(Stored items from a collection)
* start *

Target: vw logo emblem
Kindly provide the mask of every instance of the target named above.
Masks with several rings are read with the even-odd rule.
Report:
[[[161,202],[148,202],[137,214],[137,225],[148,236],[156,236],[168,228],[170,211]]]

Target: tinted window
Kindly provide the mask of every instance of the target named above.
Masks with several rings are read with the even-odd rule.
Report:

* end *

» **What to work on**
Convert the data above into a numbered list with each nonblank line as its own item, leaving out all blank lines.

» **Task result**
1. Target: vw logo emblem
2. Kindly provide the mask of every instance of the target named above.
3. Masks with several rings are read with the even-odd rule.
4. Report:
5. [[[161,202],[148,202],[137,214],[137,225],[148,236],[156,236],[168,228],[170,211]]]
6. Target: tinted window
7. Kindly provide the mask of every instance of the target named above.
8. Masks with several rings are read with the even-odd rule.
9. Report:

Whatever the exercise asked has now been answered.